→ **Фрагмент текста**
В определенных дозах и без перегибов прескриптивизм делает важное и нужное дело: он не дает языку развиваться слишком быстро. Зачем это нужно? Все просто: благодаря замедлению языкового развития мы можем читать тексты даже двухсотлетней давности без особых проблем. Да, значения отдельных слов мы можем не понимать, но общий смысл текста обычно оказывается ясен. Если бы не правила и необходимость им следовать, мы не смогли бы так легко прочесть Пушкина, ученым было бы сложнее разобраться в старых научных статьях, а историкам – расшифровать документы.

Еще одна важная роль прескриптивного подхода состоит в том, что он экономит нам силы и время. Представьте себе, если бы ведущие новостей говорили с диалектными особенностями, с множеством ненормативных ударений, своеобразных синтаксических конструкций – причем у всех они были бы разными. Мы бы тратили много усилий, чтобы «подстроить уши» под каждого ведущего, и это отвлекало бы нас от информации, которую они транслируют. Все же нельзя отрицать, что языковой стандарт в некоторых сферах жизни действительно необходим.

Кроме того, не стоит умалять труд лексикографов4 и думать, что они игнорируют живую речь и составляют словари в соответствии с личными представлениями о прекрасном. Лексикографы (во всяком случае, добросовестные) не сочиняют нормы, а лишь фиксируют их, анализируя речь и записи грамотных людей. Но работа над словарем – долгий, кропотливый труд, который иногда растягивается на десятилетия. И именно поэтому словарные фиксации порой отстают от реальной жизни.

→ **Задание A**
Перечислите все особенности речи, которые, согласно тексту о прескриптивизме, могли бы звучать у ведущих новостей.
→ **Задание B**
Определите, согласуются ли с текстом о прескриптивизме следующие утверждения: (i) лексикографы сочиняют языковые нормы; (ii) работа над словарем может длиться десятилетиями; (iii) прескриптивизм ускоряет развитие языка. Для каждого ответьте «да» или «нет» и приведите решающие слова текста в точной цитате.
→ **Задание C**
Продолжите текст о прескриптивизме, начав сразу после его последнего предложения.

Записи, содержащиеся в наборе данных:
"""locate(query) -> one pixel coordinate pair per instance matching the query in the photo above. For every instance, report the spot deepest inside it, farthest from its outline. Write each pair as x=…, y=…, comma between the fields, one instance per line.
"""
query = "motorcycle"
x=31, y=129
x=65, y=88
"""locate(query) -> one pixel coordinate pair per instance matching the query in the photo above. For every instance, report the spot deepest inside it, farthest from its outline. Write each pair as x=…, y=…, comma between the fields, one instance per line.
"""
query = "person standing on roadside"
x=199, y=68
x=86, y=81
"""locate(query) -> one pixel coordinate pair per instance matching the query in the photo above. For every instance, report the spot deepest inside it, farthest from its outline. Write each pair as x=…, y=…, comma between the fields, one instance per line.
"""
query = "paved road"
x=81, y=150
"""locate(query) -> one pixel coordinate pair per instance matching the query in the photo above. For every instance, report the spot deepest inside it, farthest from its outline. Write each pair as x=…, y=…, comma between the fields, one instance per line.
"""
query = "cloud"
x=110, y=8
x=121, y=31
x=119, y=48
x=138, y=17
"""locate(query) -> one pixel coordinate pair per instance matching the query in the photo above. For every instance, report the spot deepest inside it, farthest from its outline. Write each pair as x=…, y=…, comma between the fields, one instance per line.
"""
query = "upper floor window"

→ **Результат выполнения A**
Диалектные особенности; множество ненормативных ударений; своеобразные синтаксические конструкции.

→ **Результат выполнения B**
(i) Нет: «Лексикографы (во всяком случае, добросовестные) не сочиняют нормы, а лишь фиксируют их».
(ii) Да: «работа над словарем – долгий, кропотливый труд, который иногда растягивается на десятилетия».
(iii) Нет: «он не дает языку развиваться слишком быстро».

→ **Результат выполнения C**
Потому что язык меняется и развивается, а вместе с ним и языковые нормы.

То, что раньше считали ошибкой, со временем вполне может стать нормой – настолько, что мы даже не догадываемся, что когда-то слово или выражение звучало иначе.

Например, «сентябрь» и «февраль» когда-то звучали как «септябрь»5 и «феврарь»6, ведь это заимствования, восходящие к латинским september (от лат. septem – «семь», т. к. год в Риме начинался с марта и сентябрь был седьмым по счету месяцем) и februarius (лат. «очистительный»: в феврале римляне приносили очистительные жертвы). А современные формы наши предки воспринимали, вероятно, примерно так же, как сейчас мы относимся к «транваю» вместо «трамвая» или «салафановому» вместо «целлофанового». Собственно, для известного поэта XVIII века А. П. Сумарокова слова «февраль» и «пролубь» были одинаково неправильными: «“Февраль” и “пролубь” говорим мы вместо “феврарь” и “прорубь” от порчи картавыми и подражающими всему тому, что новое, хотя оно и неправильно»7.

Сложно представить, но когда-то «тарелка» была «талеркой» (от средневерхненемецкого talier с тем же значением)8, «ладонь»«долонью» (сравните с «дланью»)9, а «сыворотка» – «сыроваткой» (от слова «сыр»10)11. В этих словах произошла перестановка согласных, связанная, видимо, с удобством произношения, – или, по-научному, метатеза. Ровно тот же процесс произошел позже в диалектных «тверёзый» («трезвый») или «ведмедь» («медведь»), но они в норму уже не вписались. А ведь, если подумать, они ничем не хуже!

И по сей день существует немало употреблений, которые часто воспринимаются как ошибочные или странные, но на самом деле принадлежат к действующей строгой литературной норме, зафиксированной в словарях. Например, многие читатели сейчас удивятся, но с точки зрения норм верно спрашивать не «До скольки́ работает магазин?», а «До ско́льких работает магазин?», не «Скольки́ рабочим нужно выплатить зарплату?», а «Ско́льким рабочим нужно выплатить зарплату?», потому что слово «сколько» должно склоняться: «ско́льких», «ско́льким», «ско́лькими».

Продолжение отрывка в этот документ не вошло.